**Task statement:** Copy out exactly every line from the line containing "Practice. Find the navy" until the records below end, inclusive of both boundary lines.
____ Dataset entries
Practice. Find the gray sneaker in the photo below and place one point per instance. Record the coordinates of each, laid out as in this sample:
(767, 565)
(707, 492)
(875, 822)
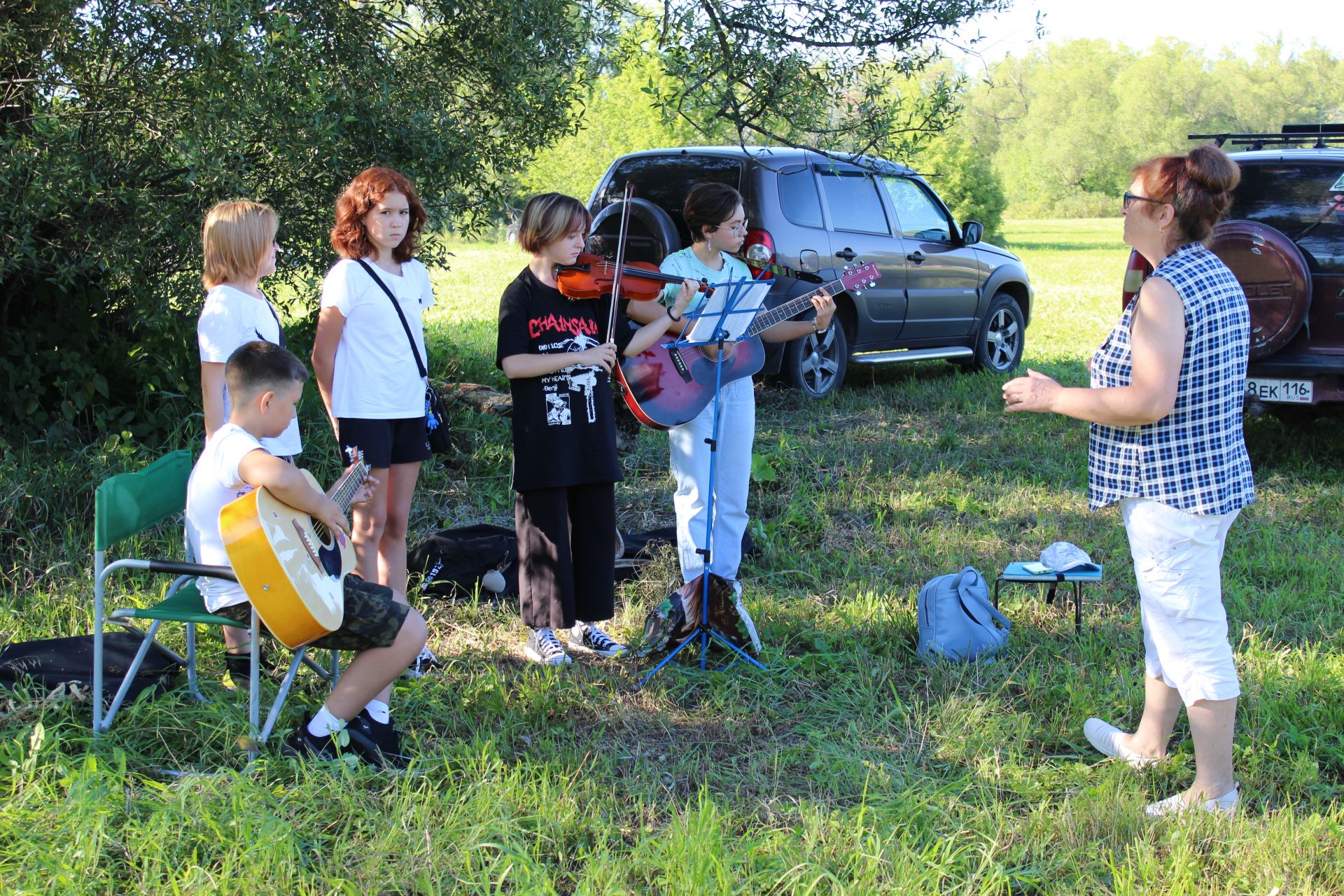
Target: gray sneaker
(545, 648)
(587, 637)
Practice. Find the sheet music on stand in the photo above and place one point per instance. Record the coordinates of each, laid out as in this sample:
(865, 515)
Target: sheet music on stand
(742, 298)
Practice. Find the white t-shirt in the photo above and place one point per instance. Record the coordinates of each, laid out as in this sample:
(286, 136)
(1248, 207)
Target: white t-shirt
(214, 482)
(230, 318)
(375, 375)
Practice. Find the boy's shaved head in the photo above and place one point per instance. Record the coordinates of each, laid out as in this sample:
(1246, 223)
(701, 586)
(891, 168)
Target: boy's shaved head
(260, 367)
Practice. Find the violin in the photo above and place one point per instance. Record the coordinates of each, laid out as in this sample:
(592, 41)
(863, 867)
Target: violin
(593, 277)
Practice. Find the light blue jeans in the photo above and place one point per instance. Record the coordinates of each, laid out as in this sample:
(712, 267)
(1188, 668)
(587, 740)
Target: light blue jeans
(733, 480)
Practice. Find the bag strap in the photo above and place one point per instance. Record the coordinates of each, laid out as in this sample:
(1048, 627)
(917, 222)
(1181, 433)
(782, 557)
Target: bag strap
(977, 609)
(406, 327)
(276, 317)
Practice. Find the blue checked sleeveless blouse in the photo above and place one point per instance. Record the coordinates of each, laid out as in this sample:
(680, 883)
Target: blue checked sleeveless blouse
(1194, 458)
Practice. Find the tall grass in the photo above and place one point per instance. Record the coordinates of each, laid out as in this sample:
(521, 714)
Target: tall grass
(850, 767)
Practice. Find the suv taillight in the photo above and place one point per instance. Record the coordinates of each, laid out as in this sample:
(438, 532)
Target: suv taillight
(758, 248)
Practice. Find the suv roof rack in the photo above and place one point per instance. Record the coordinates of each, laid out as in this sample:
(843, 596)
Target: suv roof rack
(1320, 136)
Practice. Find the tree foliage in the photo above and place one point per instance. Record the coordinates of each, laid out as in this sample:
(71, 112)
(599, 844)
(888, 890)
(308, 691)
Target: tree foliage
(816, 74)
(1066, 122)
(616, 117)
(122, 121)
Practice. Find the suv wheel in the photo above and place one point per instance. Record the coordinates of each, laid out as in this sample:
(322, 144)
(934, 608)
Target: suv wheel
(1002, 336)
(816, 363)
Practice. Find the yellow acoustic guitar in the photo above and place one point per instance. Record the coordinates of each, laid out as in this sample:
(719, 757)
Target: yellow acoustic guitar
(289, 564)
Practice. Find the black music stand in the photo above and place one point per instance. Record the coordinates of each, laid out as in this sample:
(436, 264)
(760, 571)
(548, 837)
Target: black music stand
(736, 292)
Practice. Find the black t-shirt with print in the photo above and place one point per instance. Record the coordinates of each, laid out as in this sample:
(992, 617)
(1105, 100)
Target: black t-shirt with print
(564, 422)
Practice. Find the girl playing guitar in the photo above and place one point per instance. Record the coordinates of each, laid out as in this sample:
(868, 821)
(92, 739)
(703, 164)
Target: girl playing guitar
(718, 222)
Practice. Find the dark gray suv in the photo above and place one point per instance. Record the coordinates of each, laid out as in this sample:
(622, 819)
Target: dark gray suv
(942, 293)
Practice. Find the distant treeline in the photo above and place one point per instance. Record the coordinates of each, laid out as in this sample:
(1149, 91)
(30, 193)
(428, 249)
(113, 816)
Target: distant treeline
(1047, 134)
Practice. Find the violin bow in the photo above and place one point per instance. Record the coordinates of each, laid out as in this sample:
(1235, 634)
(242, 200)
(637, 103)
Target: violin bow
(620, 258)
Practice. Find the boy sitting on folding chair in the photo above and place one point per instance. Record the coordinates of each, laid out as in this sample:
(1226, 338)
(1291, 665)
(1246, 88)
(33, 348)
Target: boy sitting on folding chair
(265, 383)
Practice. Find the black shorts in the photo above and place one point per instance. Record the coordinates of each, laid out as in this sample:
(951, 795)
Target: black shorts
(372, 618)
(384, 442)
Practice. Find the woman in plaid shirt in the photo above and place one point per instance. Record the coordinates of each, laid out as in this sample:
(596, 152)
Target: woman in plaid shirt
(1166, 444)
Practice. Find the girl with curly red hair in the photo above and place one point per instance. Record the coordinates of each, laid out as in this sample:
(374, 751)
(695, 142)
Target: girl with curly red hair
(369, 355)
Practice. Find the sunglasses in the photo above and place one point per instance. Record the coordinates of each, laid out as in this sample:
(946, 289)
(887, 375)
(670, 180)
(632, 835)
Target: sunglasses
(1130, 198)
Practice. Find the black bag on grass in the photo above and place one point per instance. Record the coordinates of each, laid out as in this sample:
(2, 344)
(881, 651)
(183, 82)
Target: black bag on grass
(57, 663)
(454, 562)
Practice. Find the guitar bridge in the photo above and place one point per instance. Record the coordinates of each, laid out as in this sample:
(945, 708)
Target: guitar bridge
(680, 365)
(308, 546)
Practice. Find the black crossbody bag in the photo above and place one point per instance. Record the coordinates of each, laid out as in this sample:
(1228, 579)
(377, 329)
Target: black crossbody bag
(436, 415)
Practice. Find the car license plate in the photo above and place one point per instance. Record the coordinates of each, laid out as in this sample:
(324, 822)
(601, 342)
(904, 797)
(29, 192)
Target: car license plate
(1287, 391)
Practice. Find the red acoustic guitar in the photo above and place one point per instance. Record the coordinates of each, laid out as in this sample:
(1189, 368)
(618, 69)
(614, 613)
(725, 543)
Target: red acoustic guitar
(666, 387)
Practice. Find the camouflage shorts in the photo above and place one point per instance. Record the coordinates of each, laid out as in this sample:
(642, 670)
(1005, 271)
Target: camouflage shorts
(372, 618)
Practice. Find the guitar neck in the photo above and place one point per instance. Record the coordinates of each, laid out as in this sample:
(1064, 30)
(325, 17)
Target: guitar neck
(349, 485)
(344, 492)
(793, 307)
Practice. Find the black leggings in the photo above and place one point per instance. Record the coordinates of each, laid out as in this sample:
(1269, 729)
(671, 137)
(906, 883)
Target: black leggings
(566, 554)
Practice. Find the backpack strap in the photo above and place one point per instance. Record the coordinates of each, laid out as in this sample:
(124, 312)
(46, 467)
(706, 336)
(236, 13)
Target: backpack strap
(397, 305)
(977, 606)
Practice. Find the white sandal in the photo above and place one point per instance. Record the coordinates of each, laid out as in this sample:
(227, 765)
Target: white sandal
(1225, 805)
(1105, 738)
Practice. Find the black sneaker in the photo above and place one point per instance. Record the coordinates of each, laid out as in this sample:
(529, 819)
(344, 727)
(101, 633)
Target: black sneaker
(304, 745)
(378, 742)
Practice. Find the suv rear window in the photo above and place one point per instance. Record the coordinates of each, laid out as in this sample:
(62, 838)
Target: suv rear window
(667, 181)
(1298, 200)
(854, 202)
(799, 197)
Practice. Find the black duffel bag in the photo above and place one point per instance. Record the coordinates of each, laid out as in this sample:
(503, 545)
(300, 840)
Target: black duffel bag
(59, 663)
(454, 562)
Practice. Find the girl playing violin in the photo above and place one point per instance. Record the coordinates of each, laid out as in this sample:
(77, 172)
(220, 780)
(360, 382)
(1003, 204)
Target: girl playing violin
(558, 359)
(718, 222)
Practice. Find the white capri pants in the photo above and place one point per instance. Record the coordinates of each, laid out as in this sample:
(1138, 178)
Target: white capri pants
(1177, 564)
(733, 481)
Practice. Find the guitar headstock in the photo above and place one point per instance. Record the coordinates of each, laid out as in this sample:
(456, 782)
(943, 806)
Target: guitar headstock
(859, 277)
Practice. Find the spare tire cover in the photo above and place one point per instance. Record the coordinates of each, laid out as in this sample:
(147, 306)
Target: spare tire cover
(1273, 272)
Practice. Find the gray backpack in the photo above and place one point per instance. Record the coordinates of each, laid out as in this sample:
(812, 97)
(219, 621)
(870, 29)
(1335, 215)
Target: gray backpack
(956, 618)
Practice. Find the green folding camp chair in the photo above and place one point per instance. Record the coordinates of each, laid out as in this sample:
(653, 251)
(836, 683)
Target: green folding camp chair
(125, 505)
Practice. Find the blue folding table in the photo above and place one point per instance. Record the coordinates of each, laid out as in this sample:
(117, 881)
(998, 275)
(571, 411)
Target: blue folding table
(1086, 573)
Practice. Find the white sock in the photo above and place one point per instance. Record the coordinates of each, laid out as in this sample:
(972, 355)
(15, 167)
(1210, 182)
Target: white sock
(379, 713)
(324, 723)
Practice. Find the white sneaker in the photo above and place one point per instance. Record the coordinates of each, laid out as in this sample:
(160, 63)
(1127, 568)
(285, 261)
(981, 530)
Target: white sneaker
(545, 648)
(1105, 738)
(1225, 805)
(587, 637)
(424, 664)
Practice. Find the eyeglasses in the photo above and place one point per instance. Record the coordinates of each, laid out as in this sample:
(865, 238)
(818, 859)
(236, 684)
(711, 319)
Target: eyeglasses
(1130, 198)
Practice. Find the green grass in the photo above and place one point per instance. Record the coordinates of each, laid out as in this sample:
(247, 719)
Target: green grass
(851, 767)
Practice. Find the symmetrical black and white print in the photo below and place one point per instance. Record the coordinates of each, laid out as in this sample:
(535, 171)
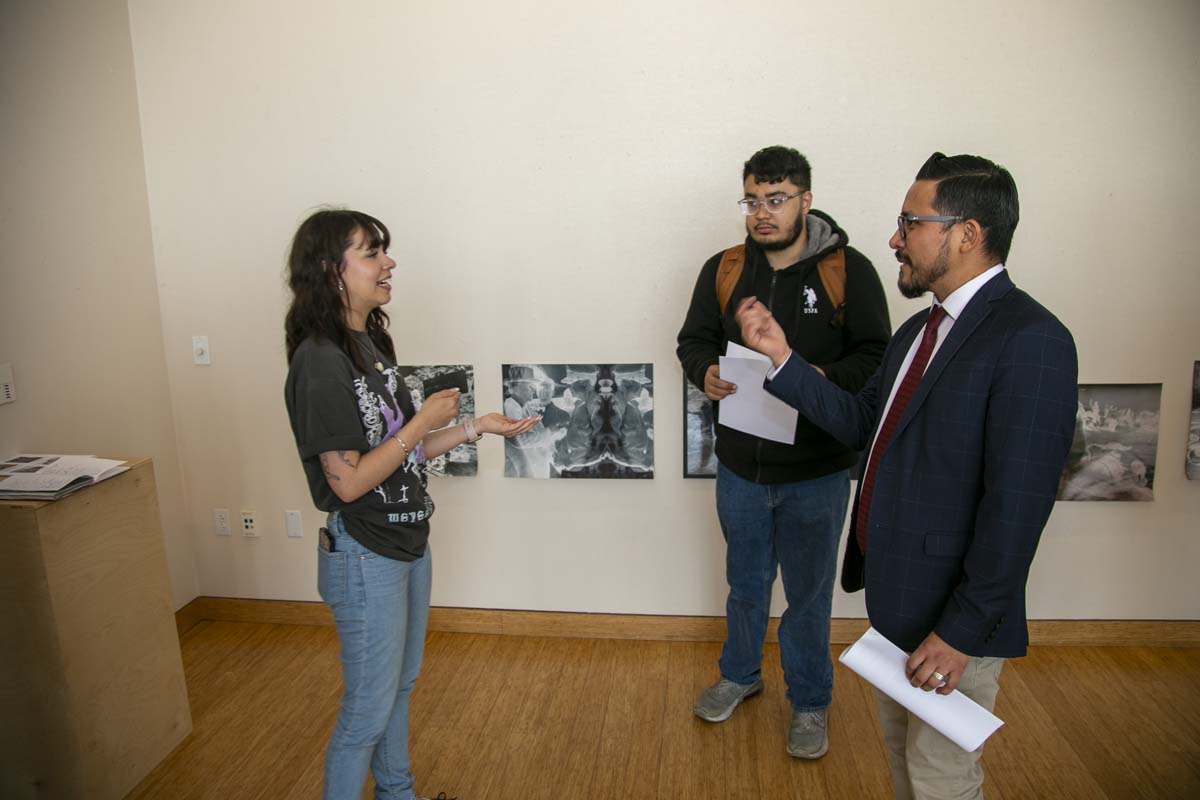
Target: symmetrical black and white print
(1115, 446)
(699, 433)
(423, 382)
(1193, 464)
(597, 420)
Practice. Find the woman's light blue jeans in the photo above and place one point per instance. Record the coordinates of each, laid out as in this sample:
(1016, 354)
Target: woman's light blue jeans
(793, 528)
(381, 607)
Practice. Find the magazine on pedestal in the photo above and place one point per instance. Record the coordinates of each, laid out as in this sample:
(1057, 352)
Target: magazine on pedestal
(48, 477)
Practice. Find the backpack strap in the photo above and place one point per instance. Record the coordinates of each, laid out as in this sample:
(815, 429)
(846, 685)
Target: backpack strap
(727, 274)
(832, 270)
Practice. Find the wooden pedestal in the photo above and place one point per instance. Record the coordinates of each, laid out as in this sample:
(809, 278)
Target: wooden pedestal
(91, 681)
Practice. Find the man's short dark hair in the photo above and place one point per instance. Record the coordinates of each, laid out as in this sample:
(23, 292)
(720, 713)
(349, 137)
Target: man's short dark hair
(779, 163)
(976, 188)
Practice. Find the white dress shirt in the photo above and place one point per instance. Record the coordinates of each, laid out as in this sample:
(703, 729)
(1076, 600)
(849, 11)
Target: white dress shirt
(953, 305)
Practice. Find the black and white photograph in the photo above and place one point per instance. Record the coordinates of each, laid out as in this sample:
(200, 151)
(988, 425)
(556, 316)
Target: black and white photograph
(699, 433)
(597, 420)
(1193, 463)
(1115, 445)
(423, 382)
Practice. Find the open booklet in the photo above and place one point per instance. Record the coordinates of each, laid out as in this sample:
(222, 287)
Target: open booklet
(49, 477)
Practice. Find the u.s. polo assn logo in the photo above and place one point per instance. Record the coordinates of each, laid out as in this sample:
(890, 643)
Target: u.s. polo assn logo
(810, 301)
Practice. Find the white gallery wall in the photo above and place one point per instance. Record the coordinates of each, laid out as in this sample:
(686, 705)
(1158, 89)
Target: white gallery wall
(555, 175)
(79, 317)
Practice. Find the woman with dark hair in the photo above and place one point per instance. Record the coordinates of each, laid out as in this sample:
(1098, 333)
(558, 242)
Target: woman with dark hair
(364, 443)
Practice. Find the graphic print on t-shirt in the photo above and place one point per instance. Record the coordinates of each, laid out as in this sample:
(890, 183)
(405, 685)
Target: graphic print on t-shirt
(382, 419)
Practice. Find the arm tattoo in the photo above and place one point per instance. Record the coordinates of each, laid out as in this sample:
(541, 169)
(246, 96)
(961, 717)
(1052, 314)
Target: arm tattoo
(324, 467)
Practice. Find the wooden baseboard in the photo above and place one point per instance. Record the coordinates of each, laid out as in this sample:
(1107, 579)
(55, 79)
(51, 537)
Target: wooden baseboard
(665, 629)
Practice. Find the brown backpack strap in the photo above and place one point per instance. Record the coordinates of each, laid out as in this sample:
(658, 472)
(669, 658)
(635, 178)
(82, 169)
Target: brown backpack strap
(832, 270)
(727, 274)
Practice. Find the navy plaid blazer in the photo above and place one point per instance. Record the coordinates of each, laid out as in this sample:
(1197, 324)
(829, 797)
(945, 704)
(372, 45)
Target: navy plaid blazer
(966, 486)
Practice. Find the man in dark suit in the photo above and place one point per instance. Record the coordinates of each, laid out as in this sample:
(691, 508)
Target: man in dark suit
(966, 426)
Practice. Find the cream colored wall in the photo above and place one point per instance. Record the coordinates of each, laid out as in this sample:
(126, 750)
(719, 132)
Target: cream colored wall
(79, 317)
(555, 174)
________
**Reply to the task:**
Practice. Find the navy plaid blazer in the photo above and place one point per instance. Record the coordinates of each, laid out as in this sample:
(1197, 324)
(829, 797)
(945, 704)
(372, 45)
Target: navy plaid blazer
(966, 486)
Practice. Find the man in dark suit in the photo above and place one point per instance. Record the coordinates of each, laid out as in this sample:
(691, 508)
Target: man in dark suit
(966, 426)
Practice. Find the cream colored wall in the photo above and place one point per instance. Record the coordinates of each, laid out as in this sample:
(126, 750)
(719, 132)
Target: cream colored wall
(79, 317)
(555, 174)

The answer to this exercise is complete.